>> Start DATA EXCERPTS

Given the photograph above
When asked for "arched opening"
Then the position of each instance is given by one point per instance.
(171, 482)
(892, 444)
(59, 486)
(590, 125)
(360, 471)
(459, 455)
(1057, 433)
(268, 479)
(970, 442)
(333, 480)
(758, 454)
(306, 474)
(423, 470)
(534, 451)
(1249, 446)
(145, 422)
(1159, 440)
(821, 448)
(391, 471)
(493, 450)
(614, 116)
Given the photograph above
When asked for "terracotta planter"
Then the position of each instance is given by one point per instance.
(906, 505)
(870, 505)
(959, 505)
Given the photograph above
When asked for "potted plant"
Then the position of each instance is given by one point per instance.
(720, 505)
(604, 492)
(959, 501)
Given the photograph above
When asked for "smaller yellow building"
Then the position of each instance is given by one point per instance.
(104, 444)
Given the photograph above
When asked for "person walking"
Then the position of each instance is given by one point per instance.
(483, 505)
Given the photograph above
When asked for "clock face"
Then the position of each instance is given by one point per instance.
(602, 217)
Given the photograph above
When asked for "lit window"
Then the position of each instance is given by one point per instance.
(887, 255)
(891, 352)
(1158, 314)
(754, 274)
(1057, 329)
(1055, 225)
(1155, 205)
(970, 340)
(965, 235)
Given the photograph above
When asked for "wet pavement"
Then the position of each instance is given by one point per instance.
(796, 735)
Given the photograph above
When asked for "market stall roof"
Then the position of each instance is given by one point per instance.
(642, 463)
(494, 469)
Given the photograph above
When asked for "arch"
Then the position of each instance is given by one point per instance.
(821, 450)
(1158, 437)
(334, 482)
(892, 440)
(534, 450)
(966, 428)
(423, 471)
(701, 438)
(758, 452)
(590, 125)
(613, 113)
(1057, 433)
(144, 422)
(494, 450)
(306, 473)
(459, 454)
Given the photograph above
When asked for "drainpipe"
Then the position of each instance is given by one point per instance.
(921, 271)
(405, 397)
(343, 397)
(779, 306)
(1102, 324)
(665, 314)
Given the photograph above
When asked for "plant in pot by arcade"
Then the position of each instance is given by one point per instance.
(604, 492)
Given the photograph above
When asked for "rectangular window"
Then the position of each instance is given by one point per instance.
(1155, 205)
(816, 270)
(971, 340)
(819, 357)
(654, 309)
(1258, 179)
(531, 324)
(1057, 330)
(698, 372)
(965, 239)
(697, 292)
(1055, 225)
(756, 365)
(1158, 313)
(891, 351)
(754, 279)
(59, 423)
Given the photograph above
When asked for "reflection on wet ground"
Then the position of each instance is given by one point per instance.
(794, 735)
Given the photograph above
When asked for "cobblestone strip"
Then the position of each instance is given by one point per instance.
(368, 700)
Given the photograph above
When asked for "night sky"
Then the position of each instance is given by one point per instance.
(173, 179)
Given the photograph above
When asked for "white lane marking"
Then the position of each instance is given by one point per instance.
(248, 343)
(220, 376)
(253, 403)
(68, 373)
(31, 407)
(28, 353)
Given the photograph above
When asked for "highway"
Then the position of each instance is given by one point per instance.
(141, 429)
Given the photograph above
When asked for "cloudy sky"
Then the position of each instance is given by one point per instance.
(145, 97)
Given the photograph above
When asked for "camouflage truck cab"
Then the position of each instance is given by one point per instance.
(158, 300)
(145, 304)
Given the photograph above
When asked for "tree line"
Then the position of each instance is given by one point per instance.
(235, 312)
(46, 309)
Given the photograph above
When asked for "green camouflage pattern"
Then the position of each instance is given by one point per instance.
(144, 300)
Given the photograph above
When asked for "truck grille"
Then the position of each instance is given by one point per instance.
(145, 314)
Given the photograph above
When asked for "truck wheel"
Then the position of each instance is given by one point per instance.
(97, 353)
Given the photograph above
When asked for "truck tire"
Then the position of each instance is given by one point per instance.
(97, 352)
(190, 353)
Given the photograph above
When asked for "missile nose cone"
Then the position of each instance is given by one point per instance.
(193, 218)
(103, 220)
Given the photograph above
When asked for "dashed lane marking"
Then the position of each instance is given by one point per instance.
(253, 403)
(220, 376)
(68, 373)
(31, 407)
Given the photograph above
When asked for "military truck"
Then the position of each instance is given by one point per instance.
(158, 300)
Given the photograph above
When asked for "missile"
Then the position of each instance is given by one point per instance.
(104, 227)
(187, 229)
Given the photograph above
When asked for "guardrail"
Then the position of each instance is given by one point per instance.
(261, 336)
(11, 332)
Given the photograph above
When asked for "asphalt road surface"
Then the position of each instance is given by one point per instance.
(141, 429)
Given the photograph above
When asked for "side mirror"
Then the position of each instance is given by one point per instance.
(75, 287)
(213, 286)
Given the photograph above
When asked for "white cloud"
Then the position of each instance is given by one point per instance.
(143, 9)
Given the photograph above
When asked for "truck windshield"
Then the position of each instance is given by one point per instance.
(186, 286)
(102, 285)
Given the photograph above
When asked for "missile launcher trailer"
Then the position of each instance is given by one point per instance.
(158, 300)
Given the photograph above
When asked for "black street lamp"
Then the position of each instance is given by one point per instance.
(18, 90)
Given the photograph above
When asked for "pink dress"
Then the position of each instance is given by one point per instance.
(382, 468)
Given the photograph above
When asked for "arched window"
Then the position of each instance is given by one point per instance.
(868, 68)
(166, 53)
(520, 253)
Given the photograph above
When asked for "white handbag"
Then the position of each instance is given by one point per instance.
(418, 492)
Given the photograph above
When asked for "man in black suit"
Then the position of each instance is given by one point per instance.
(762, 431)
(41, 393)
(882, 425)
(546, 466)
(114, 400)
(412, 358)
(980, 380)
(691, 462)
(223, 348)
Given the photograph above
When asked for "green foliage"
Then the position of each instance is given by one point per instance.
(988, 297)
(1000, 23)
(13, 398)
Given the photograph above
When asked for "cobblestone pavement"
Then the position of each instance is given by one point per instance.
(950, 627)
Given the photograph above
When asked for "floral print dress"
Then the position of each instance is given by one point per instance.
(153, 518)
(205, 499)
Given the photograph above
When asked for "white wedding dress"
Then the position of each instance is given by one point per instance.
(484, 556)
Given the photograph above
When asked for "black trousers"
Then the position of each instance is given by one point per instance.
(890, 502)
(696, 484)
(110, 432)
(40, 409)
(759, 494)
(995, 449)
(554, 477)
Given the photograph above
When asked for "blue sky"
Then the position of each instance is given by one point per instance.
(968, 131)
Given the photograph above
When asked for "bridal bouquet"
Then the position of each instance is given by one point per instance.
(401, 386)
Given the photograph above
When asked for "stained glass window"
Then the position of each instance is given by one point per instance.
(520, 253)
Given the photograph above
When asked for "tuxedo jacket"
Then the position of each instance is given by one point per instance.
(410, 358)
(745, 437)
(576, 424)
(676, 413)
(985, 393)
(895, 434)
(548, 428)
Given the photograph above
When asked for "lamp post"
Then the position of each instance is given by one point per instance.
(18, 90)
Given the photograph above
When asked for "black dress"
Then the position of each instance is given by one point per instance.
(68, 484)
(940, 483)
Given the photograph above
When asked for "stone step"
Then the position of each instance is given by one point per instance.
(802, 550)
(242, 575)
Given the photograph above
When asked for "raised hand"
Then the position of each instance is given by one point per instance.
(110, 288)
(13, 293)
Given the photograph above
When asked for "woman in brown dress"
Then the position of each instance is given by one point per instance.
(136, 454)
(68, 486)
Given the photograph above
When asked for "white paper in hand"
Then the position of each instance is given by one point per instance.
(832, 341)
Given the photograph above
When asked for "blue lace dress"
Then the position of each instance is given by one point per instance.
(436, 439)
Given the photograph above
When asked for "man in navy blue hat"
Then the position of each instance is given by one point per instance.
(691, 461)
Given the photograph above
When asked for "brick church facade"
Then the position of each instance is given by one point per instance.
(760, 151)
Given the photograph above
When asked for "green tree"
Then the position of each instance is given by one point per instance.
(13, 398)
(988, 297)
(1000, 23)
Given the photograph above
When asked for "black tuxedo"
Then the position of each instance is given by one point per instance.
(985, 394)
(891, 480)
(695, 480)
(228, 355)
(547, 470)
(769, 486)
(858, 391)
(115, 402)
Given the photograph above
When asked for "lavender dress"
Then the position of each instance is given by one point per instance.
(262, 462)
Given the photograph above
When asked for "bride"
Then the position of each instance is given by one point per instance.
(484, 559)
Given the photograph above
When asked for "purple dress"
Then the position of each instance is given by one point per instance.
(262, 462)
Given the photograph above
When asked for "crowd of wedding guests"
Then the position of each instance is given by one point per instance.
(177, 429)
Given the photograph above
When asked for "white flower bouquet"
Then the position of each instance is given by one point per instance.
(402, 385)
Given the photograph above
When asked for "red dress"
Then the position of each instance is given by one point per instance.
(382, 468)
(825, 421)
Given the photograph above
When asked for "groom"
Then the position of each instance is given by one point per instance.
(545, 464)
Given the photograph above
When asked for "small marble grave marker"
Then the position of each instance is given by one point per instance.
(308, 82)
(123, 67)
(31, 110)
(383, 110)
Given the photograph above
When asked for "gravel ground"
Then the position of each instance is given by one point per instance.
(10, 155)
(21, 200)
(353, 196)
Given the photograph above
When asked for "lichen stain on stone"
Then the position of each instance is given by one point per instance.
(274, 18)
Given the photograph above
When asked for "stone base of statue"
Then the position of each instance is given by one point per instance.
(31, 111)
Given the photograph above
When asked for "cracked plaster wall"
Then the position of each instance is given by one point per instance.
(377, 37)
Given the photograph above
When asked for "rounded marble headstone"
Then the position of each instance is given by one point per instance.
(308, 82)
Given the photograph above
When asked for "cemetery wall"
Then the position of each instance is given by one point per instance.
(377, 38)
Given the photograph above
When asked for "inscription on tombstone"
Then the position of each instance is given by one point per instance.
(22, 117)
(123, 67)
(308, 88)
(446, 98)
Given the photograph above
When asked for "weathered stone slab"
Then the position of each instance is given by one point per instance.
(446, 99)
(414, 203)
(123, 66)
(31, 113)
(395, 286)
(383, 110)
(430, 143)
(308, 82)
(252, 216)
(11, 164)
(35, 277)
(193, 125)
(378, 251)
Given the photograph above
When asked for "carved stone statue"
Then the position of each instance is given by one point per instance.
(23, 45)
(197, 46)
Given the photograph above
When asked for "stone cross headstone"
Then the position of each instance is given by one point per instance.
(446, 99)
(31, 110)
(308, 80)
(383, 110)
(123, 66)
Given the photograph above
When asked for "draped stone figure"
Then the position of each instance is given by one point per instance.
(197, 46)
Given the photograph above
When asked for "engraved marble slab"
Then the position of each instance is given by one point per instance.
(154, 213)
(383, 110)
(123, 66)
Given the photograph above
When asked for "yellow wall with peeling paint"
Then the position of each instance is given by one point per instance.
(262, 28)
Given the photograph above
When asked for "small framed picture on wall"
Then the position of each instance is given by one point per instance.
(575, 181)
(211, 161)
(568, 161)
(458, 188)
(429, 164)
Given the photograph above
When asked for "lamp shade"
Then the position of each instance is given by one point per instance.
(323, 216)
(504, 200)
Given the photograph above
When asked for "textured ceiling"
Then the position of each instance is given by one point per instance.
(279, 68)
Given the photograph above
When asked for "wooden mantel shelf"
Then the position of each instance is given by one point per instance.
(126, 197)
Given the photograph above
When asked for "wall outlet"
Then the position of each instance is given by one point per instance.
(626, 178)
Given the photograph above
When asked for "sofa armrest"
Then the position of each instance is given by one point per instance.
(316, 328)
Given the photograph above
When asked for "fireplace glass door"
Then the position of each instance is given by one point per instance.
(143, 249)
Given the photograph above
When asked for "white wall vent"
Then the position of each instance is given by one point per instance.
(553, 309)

>> End DATA EXCERPTS

#### [WHAT IS NEEDED]
Please find each line in the data above that contains the word "camouflage" and copy those lines.

#### [PROBLEM SOLUTION]
When asked for "camouflage truck cab"
When asked for "green camouflage pattern"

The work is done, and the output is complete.